[SOURCE DOCUMENT Boundary: Start]
ACE2-based decoy receptors for SARS coronavirus 2

Abstract

SARS coronavirus 2 is neutralized by proteins that block receptor-binding sites on spikes that project from the viral envelope. In particular, substantial research investment has advanced monoclonal antibody therapies to the clinic where they have shown partial efficacy in reducing viral burden and hospitalization. An alternative is to use the host entry receptor, angiotensin-converting enzyme 2 (ACE2), as a soluble decoy that broadly blocks SARS-associated coronaviruses with limited potential for viral escape. Here, we summarize efforts to engineer higher affinity variants of soluble ACE2 that rival the potency of affinity-matured antibodies. Strategies have also been used to increase the valency of ACE2 decoys for avid spike interactions and to improve pharmacokinetics via IgG fusions. Finally, the intrinsic catalytic activity of ACE2 for the turnover of the vasoconstrictor angiotensin II may directly address COVID-19 symptoms and protect against lung and cardiovascular injury, conferring dual mechanisms of action unachievable by monoclonal antibodies. Soluble ACE2 derivatives therefore have the potential to be next generation therapeutics for addressing the immediate needs of the current pandemic and possible future outbreaks.
[SOURCE DOCUMENT Boundary: End]
[DATA PROVIDED Boundary: Start]
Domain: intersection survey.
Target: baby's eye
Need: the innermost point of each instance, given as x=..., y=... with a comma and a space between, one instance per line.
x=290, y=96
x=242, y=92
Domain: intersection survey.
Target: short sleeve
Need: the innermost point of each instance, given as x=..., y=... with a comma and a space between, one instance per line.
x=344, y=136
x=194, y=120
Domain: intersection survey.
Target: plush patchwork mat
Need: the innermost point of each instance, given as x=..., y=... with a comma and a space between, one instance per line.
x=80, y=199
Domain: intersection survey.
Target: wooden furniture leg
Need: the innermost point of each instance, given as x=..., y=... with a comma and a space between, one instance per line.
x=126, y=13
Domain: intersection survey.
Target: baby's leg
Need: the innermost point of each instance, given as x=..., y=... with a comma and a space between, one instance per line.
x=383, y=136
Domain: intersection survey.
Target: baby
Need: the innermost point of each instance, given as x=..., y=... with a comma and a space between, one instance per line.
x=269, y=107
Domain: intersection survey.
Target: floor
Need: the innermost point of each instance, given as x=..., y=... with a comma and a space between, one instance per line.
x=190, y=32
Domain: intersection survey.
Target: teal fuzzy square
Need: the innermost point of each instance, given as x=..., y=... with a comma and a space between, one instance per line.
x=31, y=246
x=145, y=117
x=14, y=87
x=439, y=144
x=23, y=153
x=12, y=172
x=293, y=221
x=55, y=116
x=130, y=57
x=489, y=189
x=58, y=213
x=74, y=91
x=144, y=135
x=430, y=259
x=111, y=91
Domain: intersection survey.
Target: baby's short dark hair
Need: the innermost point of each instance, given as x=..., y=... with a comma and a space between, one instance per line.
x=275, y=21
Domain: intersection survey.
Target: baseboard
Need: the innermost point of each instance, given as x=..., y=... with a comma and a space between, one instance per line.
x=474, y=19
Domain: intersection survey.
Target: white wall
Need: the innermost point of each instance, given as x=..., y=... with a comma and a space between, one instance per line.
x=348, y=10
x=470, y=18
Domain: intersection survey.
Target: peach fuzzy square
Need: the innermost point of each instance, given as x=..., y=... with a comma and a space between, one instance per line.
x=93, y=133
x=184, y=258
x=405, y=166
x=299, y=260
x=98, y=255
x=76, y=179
[DATA PROVIDED Boundary: End]
» **TASK ITEM**
Using the abstract on ACE2-based decoy receptors, explain in one to three sentences why soluble ACE2 could have a mechanism of action that monoclonal antibodies cannot achieve.

» **ANSWER BOX**
ACE2 has intrinsic catalytic activity that turns over the vasoconstrictor angiotensin II. That activity may directly address COVID-19 symptoms and protect against lung and cardiovascular injury. Combined with blocking the spike's receptor-binding sites, this gives soluble ACE2 a dual mechanism of action that monoclonal antibodies cannot achieve.